# PROVIDED PASSAGE
____

Is there a better way to do optional function parameters in Javascript?

Question

I've always handled optional parameters in Javascript like this:

function myFunc(requiredArg, optionalArg){
  optionalArg = optionalArg || 'defaultValue';

  //do stuff

}

Is there a better way to do it?

Are there any cases where using || like that is going to fail?

Answer 1

Your logic fails if optionalArg is passed, but evaluates as false - try this as an alternative

optionalArg = (typeof optionalArg === "undefined") ? "defaultValue" : optionalArg;

Answer 2

If you need to chuck a literal NULL in, then you could have some issues. Apart from that, no, I think you're probably on the right track.

The other method some people choose is taking an assoc array of variables iterating through the argument list. It looks a bit neater but I imagine it's a little (very little) bit more process/memory intensive.

function myFunction (argArray) {
    var defaults = {
    	'arg1'	:	"value 1",
    	'arg2'	:	"value 2",
    	'arg3'	:	"value 3",
    	'arg4'	:	"value 4"

____

# DATASET ENTRIES
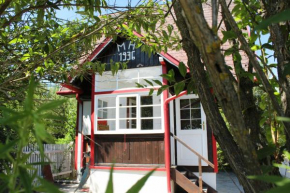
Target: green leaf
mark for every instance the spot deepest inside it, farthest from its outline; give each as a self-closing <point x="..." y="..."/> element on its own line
<point x="139" y="85"/>
<point x="170" y="76"/>
<point x="287" y="119"/>
<point x="151" y="92"/>
<point x="279" y="181"/>
<point x="286" y="70"/>
<point x="110" y="188"/>
<point x="182" y="69"/>
<point x="266" y="151"/>
<point x="178" y="87"/>
<point x="268" y="46"/>
<point x="190" y="87"/>
<point x="47" y="187"/>
<point x="158" y="82"/>
<point x="162" y="88"/>
<point x="279" y="17"/>
<point x="25" y="179"/>
<point x="6" y="148"/>
<point x="149" y="82"/>
<point x="140" y="183"/>
<point x="50" y="106"/>
<point x="228" y="35"/>
<point x="40" y="15"/>
<point x="283" y="189"/>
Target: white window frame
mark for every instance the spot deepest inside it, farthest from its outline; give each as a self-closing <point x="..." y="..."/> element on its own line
<point x="138" y="116"/>
<point x="137" y="79"/>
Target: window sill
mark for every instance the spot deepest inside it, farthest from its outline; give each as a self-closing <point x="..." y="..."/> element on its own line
<point x="130" y="132"/>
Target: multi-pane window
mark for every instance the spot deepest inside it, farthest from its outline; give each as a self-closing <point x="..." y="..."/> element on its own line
<point x="125" y="79"/>
<point x="190" y="114"/>
<point x="132" y="112"/>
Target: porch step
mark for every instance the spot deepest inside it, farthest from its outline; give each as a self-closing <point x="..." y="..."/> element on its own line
<point x="189" y="182"/>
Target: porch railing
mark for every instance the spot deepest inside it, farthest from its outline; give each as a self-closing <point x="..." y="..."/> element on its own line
<point x="200" y="157"/>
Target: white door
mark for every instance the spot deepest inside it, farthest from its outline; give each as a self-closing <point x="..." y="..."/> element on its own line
<point x="190" y="128"/>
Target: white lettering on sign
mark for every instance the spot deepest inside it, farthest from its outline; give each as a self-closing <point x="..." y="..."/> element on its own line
<point x="126" y="54"/>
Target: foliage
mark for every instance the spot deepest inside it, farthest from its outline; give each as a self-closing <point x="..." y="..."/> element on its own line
<point x="35" y="41"/>
<point x="135" y="188"/>
<point x="282" y="183"/>
<point x="17" y="175"/>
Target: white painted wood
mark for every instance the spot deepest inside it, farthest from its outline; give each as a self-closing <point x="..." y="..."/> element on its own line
<point x="59" y="156"/>
<point x="126" y="79"/>
<point x="209" y="178"/>
<point x="86" y="121"/>
<point x="114" y="120"/>
<point x="79" y="142"/>
<point x="196" y="138"/>
<point x="123" y="180"/>
<point x="172" y="126"/>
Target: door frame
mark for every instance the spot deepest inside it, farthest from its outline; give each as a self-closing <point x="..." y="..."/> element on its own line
<point x="179" y="132"/>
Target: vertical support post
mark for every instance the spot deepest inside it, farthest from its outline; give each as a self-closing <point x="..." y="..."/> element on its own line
<point x="200" y="174"/>
<point x="92" y="158"/>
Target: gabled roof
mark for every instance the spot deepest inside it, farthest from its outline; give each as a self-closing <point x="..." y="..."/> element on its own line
<point x="168" y="57"/>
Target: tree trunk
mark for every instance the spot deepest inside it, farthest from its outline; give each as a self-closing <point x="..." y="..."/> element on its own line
<point x="241" y="153"/>
<point x="279" y="36"/>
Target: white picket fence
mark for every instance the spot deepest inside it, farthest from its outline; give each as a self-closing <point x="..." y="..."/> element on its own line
<point x="59" y="157"/>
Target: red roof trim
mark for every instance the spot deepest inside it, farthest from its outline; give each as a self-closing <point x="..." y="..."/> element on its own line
<point x="127" y="168"/>
<point x="67" y="92"/>
<point x="99" y="48"/>
<point x="72" y="90"/>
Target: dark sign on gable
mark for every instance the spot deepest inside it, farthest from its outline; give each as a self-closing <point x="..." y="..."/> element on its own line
<point x="126" y="51"/>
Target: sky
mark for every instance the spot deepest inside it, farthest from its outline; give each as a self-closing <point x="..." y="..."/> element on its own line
<point x="71" y="15"/>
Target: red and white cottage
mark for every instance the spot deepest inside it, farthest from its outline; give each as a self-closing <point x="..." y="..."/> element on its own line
<point x="120" y="123"/>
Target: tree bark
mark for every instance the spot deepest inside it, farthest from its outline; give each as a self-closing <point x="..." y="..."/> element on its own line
<point x="279" y="37"/>
<point x="241" y="156"/>
<point x="269" y="89"/>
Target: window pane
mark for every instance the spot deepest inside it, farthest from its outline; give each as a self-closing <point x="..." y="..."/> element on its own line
<point x="142" y="81"/>
<point x="106" y="125"/>
<point x="150" y="100"/>
<point x="196" y="124"/>
<point x="100" y="103"/>
<point x="127" y="101"/>
<point x="105" y="82"/>
<point x="150" y="124"/>
<point x="154" y="111"/>
<point x="185" y="125"/>
<point x="106" y="86"/>
<point x="127" y="83"/>
<point x="151" y="72"/>
<point x="107" y="113"/>
<point x="185" y="114"/>
<point x="128" y="124"/>
<point x="106" y="102"/>
<point x="128" y="74"/>
<point x="146" y="100"/>
<point x="147" y="112"/>
<point x="127" y="112"/>
<point x="184" y="104"/>
<point x="195" y="113"/>
<point x="146" y="124"/>
<point x="195" y="103"/>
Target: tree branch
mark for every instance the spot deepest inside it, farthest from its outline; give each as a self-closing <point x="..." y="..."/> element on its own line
<point x="254" y="62"/>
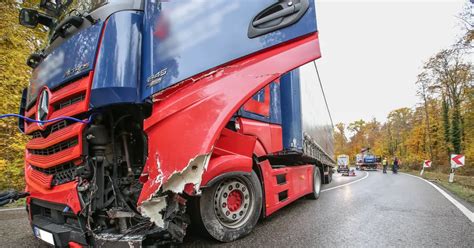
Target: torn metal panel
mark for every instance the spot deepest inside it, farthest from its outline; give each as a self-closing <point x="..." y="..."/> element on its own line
<point x="153" y="209"/>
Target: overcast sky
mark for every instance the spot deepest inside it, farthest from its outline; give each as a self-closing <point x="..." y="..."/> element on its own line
<point x="372" y="52"/>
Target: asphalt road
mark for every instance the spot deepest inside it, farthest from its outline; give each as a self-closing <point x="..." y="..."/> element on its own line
<point x="376" y="211"/>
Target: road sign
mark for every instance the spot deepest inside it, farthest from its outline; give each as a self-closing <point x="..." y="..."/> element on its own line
<point x="457" y="160"/>
<point x="427" y="164"/>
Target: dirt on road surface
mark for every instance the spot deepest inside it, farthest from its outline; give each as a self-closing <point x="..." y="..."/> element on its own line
<point x="378" y="210"/>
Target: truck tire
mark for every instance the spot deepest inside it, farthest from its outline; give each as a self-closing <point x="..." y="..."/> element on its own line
<point x="316" y="184"/>
<point x="230" y="209"/>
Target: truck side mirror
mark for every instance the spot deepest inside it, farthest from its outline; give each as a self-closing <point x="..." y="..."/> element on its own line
<point x="29" y="18"/>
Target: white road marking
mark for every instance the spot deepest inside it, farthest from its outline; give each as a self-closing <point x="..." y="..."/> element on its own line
<point x="464" y="210"/>
<point x="11" y="209"/>
<point x="343" y="185"/>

____

# SET OF TASKS
• A. Transcribe a passage from the thread about optional JavaScript parameters, beginning at the words "I've always handled" and stopping after "going to fail?".
• B. In the thread about optional JavaScript parameters, what does the first answer say makes the || approach fail?
• C. Take the thread about optional JavaScript parameters further, starting from the point where its text ends.

# THE RESPONSES
• A.
I've always handled optional parameters in Javascript like this:

function myFunc(requiredArg, optionalArg){
  optionalArg = optionalArg || 'defaultValue';

  //do stuff

}

Is there a better way to do it?

Are there any cases where using || like that is going to fail?

• B. It fails if optionalArg is passed but evaluates as false.

• C.
    }

    for(var i in defaults) 
    	if(typeof argArray[i] == "undefined") 
        	   argArray[index] = defaults[i];

    // ...
}

Answer 3

I find this to be the simplest, most readable way:

if (typeof myVariable === 'undefined') { myVariable = 'default'; }
//use myVariable here

Paul Dixon's answer (in my humble opinion) is less readable. Why not just keep it simple?

insin's answer is much more complicated, but much more functional for big functions!

Answer 4

Similar to Oli's answer, I use an argument Object and an Object which defines the default values. With a little bit of sugar...

/**
 * Updates an object's properties with other objects' properties. All
 * additional non-falsy arguments will have their properties copied to the
 * destination object, in the order given.
 */
function extend(dest) {
  for (var i = 1, l = arguments.length; i < l; i++) {
    var src = arguments[i]
    if (!src) {
      continue
    }
    for (var property in src) {
      if (src.hasOwnProperty(property)) {
        dest[property] = src[property]
      }
    }
  }
  return dest
}

/**
 * Inherit another function's prototype without invoking the function.
 */
function inherits(child, parent) {
  var F = function() {}
  F.prototype = parent.prototype
  child.prototype = new F()
  child.prototype.constructor = child
  return child
}

...this can be made a bit nicer.

function Field(kwargs) {
  kwargs = extend({
    required: true, widget: null, label: null, initial: null,
    helpText: null, errorMessages: null
  }, kwargs)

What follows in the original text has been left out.